» THE PROBLEM
How many of the rows below contain the word "leaf"? Reply with the number alone.

» EXTRACTED DATA
****************

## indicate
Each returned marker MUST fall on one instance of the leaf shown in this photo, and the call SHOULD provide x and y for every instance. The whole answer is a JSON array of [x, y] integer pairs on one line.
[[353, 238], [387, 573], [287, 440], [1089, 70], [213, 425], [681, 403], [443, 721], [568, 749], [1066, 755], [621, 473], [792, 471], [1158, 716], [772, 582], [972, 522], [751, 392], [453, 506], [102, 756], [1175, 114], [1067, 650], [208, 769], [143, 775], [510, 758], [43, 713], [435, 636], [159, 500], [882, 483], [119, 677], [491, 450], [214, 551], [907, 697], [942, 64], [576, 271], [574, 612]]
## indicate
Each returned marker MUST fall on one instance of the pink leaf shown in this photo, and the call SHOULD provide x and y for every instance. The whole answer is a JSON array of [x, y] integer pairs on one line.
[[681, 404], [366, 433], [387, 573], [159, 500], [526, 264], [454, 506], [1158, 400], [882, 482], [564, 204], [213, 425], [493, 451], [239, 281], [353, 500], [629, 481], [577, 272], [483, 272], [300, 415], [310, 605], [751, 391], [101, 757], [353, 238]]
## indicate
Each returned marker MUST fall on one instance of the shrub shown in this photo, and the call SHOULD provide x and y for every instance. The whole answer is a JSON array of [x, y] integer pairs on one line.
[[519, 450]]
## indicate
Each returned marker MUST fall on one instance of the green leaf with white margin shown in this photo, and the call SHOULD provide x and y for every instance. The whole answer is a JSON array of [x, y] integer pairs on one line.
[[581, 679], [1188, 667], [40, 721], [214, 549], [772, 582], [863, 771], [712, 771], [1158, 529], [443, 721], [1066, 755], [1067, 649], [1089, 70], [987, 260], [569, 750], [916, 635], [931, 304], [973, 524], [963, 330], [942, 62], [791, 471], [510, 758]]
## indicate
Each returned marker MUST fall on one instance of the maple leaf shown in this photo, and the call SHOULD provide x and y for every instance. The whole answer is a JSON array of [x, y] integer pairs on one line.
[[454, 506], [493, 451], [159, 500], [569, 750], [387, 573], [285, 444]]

****************

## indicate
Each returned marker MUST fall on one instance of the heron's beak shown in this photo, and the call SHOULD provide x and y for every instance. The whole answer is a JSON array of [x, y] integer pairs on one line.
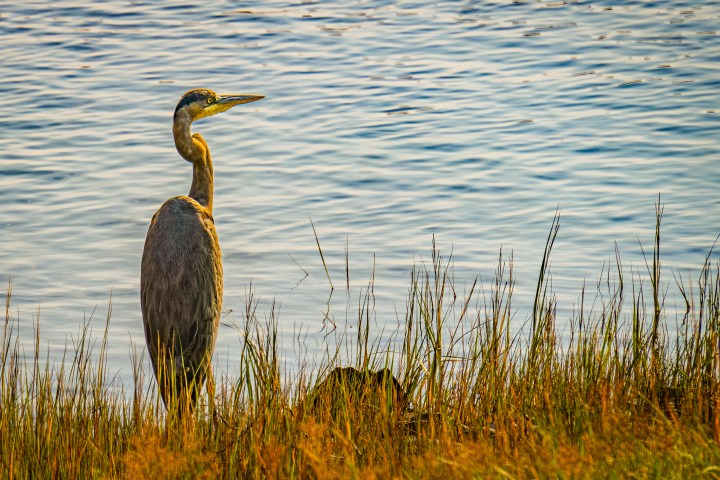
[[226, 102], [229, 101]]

****************

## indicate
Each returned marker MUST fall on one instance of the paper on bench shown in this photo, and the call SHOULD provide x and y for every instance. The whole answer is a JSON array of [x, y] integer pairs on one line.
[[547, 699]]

****************

» SOLVED PROBLEM
4